**AUSGANGSTEXT**
_ _ _ _ _ _ _
Sportswashing bezeichnet eine Praktik, bei der Politiker:innen, Regierungen oder Marken Sportveranstaltungen nutzen, um das eigene Image aufzupolieren. Was genau hinter dem Begriff steckt, erfährst du hier.
Die Olympischen Spiele 1936 unter der politischen Führung Hitlers, die Fußball-WM 1978 in Argentinien unter einer Militärdiktatur und die WM 2022 im autokratischen Wüstenstaat Katar – dies sind prominente Beispiele für die Praktik des Sportswashing. In allen Fällen haben sich Politiker:innen konkret als Veranstalter für ein weltweit angesehenes Sportevent beworben, um die eigene Reputation weltweit zu verbessern.
Die positiven Gedanken, die viele Menschen dabei mit dem jeweiligen Sport verbinden, sollen sich so auch auf die Regierenden des Landes übertragen. Der Politikwissenschaftler Jürgen Mittag fasst die Methode gegenüber dem Spiegel mit den Worten zusammen: „Sie beabsichtigen, die Strahlkraft des Sports auf sich zu ziehen.“
Sportswashing: Eine altbekannte Methode
Dass Politiker:innen im Rahmen von großen Sportveranstaltungen die Nähe zu nationalen Sportler:innen suchen, ist nichts Neues. So sitzen führende Politiker:innen bei wichtigen Spielen mit im Stadion oder lassen sich mit der Mannschaft ihres Landes ablichten. Auch Deutschland nutzte die WM 2006 im eigenen Land, um sich unter dem Slogan „Zu Gast bei Freunden“ der Welt als besonders herzlich und weltoffen zu präsentieren, so der Spiegel.
Auch wenn Sportswashing als Begriff also noch relativ neu ist – die Praktik selbst ist es nicht. Besonders verheerend wird es jedoch dann, wenn der Sport dazu dienen soll, Menschenrechtsverletzungen eines Regimes zu verschleiern und die Legitimation der repressiv Herrschenden zu untermauern.
_ _ _ _ _ _ _
**BEREITGESTELLTES MATERIAL**

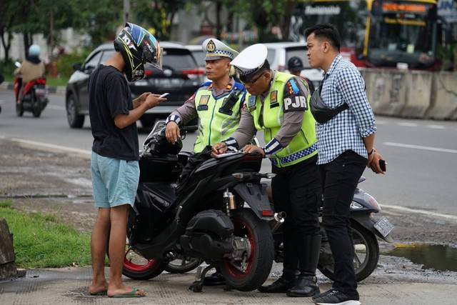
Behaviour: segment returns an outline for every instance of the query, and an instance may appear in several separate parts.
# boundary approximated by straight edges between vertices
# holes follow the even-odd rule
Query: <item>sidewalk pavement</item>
_ _ _ _ _ _ _
**AUFGABEN**
**A.** Übernimm aus dem Ausgangstext wortgetreu alles von „Die positiven Gedanken, die“ bis hinunter zu „so der Spiegel.“.
**B.** Beantworte die folgenden Fragen mithilfe des Ausgangstexts:
(i) In welchem Land fand die Fußball-WM 1978 statt?
(ii) Welcher Politikwissenschaftler äußerte sich gegenüber dem Spiegel?
(iii) Unter welchem Slogan präsentierte sich Deutschland bei der WM 2006?

**LÖSUNGEN**
**A.**
Die positiven Gedanken, die viele Menschen dabei mit dem jeweiligen Sport verbinden, sollen sich so auch auf die Regierenden des Landes übertragen. Der Politikwissenschaftler Jürgen Mittag fasst die Methode gegenüber dem Spiegel mit den Worten zusammen: „Sie beabsichtigen, die Strahlkraft des Sports auf sich zu ziehen.“
Sportswashing: Eine altbekannte Methode
Dass Politiker:innen im Rahmen von großen Sportveranstaltungen die Nähe zu nationalen Sportler:innen suchen, ist nichts Neues. So sitzen führende Politiker:innen bei wichtigen Spielen mit im Stadion oder lassen sich mit der Mannschaft ihres Landes ablichten. Auch Deutschland nutzte die WM 2006 im eigenen Land, um sich unter dem Slogan „Zu Gast bei Freunden“ der Welt als besonders herzlich und weltoffen zu präsentieren, so der Spiegel.

**B.**
(i) In Argentinien.
(ii) Jürgen Mittag.
(iii) „Zu Gast bei Freunden“.